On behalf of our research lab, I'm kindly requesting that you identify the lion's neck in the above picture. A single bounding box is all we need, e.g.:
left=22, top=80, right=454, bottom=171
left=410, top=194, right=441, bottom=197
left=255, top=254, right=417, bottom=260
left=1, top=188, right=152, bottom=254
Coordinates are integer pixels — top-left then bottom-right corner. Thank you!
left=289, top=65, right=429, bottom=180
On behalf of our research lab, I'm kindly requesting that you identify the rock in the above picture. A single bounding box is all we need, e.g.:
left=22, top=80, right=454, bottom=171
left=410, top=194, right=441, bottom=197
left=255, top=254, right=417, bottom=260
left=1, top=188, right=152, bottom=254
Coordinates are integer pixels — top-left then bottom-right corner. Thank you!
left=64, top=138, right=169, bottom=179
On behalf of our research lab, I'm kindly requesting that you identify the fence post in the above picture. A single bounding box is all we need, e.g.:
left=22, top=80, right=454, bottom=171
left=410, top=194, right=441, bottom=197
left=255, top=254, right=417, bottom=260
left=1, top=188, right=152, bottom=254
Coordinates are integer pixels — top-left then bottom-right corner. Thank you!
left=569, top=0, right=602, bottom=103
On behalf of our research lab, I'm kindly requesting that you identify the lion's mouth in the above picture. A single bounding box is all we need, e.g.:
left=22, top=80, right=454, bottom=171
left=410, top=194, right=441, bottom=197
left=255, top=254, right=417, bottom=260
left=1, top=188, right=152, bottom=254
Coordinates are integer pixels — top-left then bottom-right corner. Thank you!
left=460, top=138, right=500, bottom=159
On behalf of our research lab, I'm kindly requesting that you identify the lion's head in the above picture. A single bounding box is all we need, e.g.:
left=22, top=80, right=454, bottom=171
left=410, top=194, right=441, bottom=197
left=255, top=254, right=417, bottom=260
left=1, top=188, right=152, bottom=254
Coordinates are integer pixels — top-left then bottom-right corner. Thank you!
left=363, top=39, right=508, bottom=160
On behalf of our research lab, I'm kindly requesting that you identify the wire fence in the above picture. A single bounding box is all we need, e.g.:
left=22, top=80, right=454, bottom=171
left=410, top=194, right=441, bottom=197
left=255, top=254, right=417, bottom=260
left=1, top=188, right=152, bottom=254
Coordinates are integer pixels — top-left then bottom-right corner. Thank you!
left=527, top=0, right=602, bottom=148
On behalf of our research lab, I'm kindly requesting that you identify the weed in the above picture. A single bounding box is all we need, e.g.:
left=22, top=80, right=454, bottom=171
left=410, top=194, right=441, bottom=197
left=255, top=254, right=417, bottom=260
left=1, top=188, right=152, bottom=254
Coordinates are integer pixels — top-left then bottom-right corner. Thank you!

-=-=-

» EXERCISE DIRECTIONS: Recast all the items above as a Markdown table with two columns, Index and Line. Give each line its own numbered row, and omit blank lines.

» COMPLETE RESPONSE:
| Index | Line |
|---|---|
| 1 | On behalf of our research lab, I'm kindly requesting that you identify the lion's neck in the above picture. A single bounding box is all we need, e.g.: |
| 2 | left=22, top=80, right=454, bottom=171 |
| 3 | left=410, top=194, right=441, bottom=197 |
| 4 | left=255, top=254, right=417, bottom=260 |
| 5 | left=1, top=188, right=152, bottom=254 |
| 6 | Coordinates are integer pixels — top-left then bottom-right corner. Thank you! |
| 7 | left=289, top=65, right=429, bottom=180 |
| 8 | On behalf of our research lab, I'm kindly requesting that you identify the rock in the above picture. A single bounding box is all we need, e.g.: |
| 9 | left=22, top=80, right=454, bottom=171 |
| 10 | left=410, top=194, right=441, bottom=197 |
| 11 | left=255, top=254, right=417, bottom=260 |
| 12 | left=1, top=188, right=152, bottom=254 |
| 13 | Coordinates are integer pixels — top-left then bottom-right corner. Thank you! |
| 14 | left=64, top=138, right=169, bottom=179 |
| 15 | On behalf of our research lab, I'm kindly requesting that you identify the fence post in the above picture. A single bounding box is all we need, e.g.: |
| 16 | left=22, top=80, right=454, bottom=171 |
| 17 | left=410, top=194, right=441, bottom=197 |
| 18 | left=255, top=254, right=417, bottom=260 |
| 19 | left=1, top=188, right=152, bottom=254 |
| 20 | Coordinates are integer pixels — top-left then bottom-right corner. Thank you! |
| 21 | left=569, top=0, right=602, bottom=103 |
| 22 | On behalf of our research lab, I'm kindly requesting that you identify the lion's mouth in the above picture. A single bounding box is all we need, e.g.: |
| 23 | left=22, top=80, right=454, bottom=171 |
| 24 | left=410, top=194, right=441, bottom=197 |
| 25 | left=255, top=254, right=417, bottom=260 |
| 26 | left=1, top=188, right=152, bottom=254 |
| 27 | Coordinates are integer pixels — top-left then bottom-right corner. Thank you! |
| 28 | left=460, top=138, right=500, bottom=159 |
| 29 | On behalf of our research lab, I'm kindly requesting that you identify the lion's head in the above picture. A single bounding box is all we need, e.g.: |
| 30 | left=22, top=80, right=454, bottom=171 |
| 31 | left=410, top=194, right=441, bottom=197 |
| 32 | left=255, top=254, right=417, bottom=260 |
| 33 | left=1, top=188, right=152, bottom=254 |
| 34 | Coordinates are integer pixels — top-left then bottom-right corner. Thank you! |
| 35 | left=363, top=39, right=508, bottom=160 |
| 36 | On behalf of our research lab, I'm kindly requesting that you identify the wire fence in the above picture. A single bounding box is all we need, e.g.: |
| 37 | left=22, top=80, right=454, bottom=171 |
| 38 | left=410, top=194, right=441, bottom=197 |
| 39 | left=255, top=254, right=417, bottom=260 |
| 40 | left=1, top=188, right=152, bottom=254 |
| 41 | Coordinates are integer pixels — top-left then bottom-right corner. Thank you! |
| 42 | left=527, top=0, right=602, bottom=148 |
| 43 | On behalf of our research lab, I'm kindly requesting that you identify the weed in the above picture. A single bounding box is all we need, e.g.: |
| 44 | left=22, top=80, right=454, bottom=171 |
| 45 | left=410, top=194, right=441, bottom=197 |
| 46 | left=255, top=254, right=417, bottom=260 |
| 47 | left=1, top=188, right=152, bottom=254 |
| 48 | Coordinates are integer pixels — top-left then bottom-right corner. Thank you! |